▶ **INFORMATION SUPPLIED**:
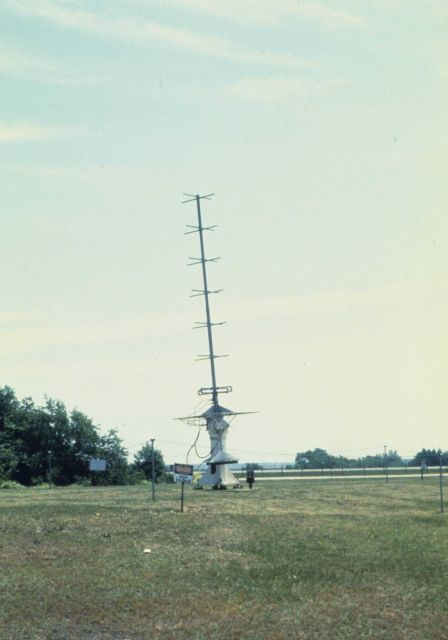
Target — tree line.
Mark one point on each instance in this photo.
(36, 441)
(319, 458)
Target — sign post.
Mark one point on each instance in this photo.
(183, 473)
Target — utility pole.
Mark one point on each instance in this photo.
(153, 474)
(49, 470)
(441, 485)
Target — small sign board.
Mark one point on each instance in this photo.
(95, 464)
(183, 473)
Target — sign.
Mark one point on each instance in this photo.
(97, 465)
(183, 473)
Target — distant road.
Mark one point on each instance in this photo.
(346, 477)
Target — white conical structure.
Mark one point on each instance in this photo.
(218, 473)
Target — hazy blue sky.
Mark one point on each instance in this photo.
(322, 129)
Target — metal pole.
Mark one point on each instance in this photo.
(50, 482)
(153, 474)
(207, 305)
(441, 486)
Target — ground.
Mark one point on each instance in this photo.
(346, 559)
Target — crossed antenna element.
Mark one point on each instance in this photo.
(214, 390)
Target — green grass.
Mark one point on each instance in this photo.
(340, 560)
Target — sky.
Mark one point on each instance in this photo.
(321, 128)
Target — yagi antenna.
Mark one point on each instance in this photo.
(218, 473)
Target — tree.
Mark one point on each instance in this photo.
(143, 461)
(431, 457)
(30, 435)
(111, 449)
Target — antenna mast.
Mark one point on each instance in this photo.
(214, 390)
(218, 473)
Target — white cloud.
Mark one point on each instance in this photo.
(26, 132)
(18, 64)
(147, 32)
(279, 90)
(268, 12)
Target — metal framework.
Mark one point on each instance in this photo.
(215, 418)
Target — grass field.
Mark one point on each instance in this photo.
(342, 560)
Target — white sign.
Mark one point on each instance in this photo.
(183, 473)
(97, 465)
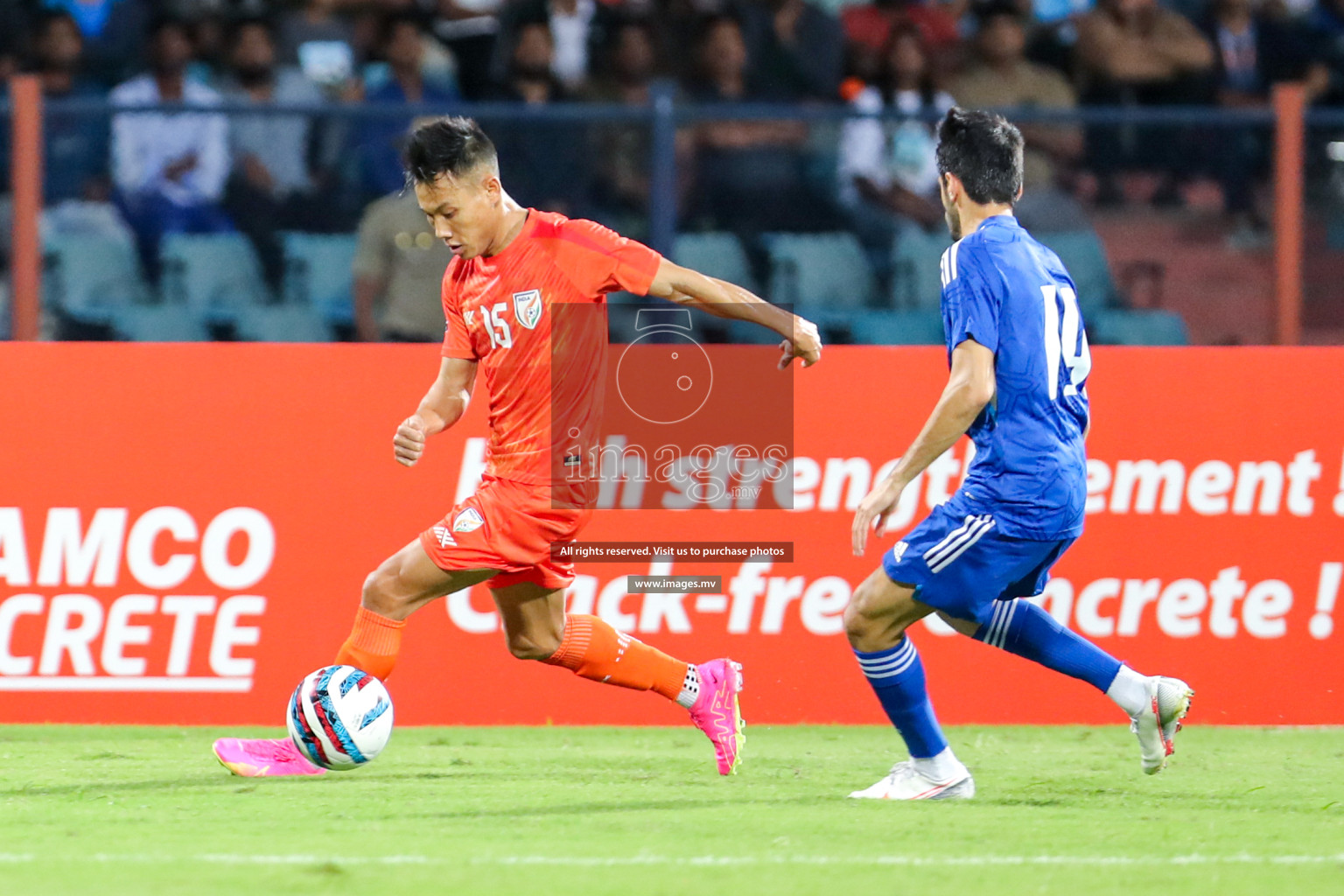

▶ **TASK REQUIREMENTS**: An unaltered copy of the material, without images, should be set down.

▶ **WRITTEN RESPONSE**:
Target — tree line.
Mark one point on each instance in this photo.
(36, 441)
(319, 458)
Target — sign post.
Mark one point on each instance in this photo.
(183, 473)
Target — utility pole.
Mark one point on each instance in this photo.
(153, 474)
(49, 470)
(441, 485)
Target — small sign board.
Mark one point on each instance in this photo.
(95, 464)
(183, 473)
Target — sign.
Mark one point on each instance in this photo.
(97, 465)
(183, 473)
Target — distant road.
Mark one point on each instance in this photo.
(346, 477)
Target — white conical structure.
Mark one point on each instance in this photo.
(218, 473)
Target — hazy blue sky.
Mark one point on each instance in this photo.
(322, 129)
Target — metal pole.
Mark one point on each instance in this photo.
(50, 482)
(153, 474)
(207, 305)
(441, 486)
Target — ground.
Mark one point on each instance in this photo.
(346, 559)
Target — crossed antenna element.
Mark one point on each instance in this photo.
(214, 390)
Target — green grass.
Mark one point on each instance in this photo.
(340, 560)
Target — sky.
Mark one point on each instance in this photo.
(321, 128)
Target — yagi antenna.
Mark one point on each instance in this photo.
(218, 473)
Target — tree.
Mark one point on each instance in this photo.
(143, 461)
(431, 457)
(30, 435)
(111, 449)
Target — antenna mast.
Mark one point on each instance in this photo.
(214, 390)
(218, 473)
Target — white cloud.
Mark one point on each instance in this photo.
(26, 132)
(18, 64)
(147, 32)
(279, 90)
(268, 12)
Target — metal framework.
Mark one point on each instance in this photo.
(215, 418)
Target — grass field.
Mark one point on each instance in this photo.
(342, 560)
Target — white sign.
Mark one point on each instance in this photo.
(183, 473)
(97, 465)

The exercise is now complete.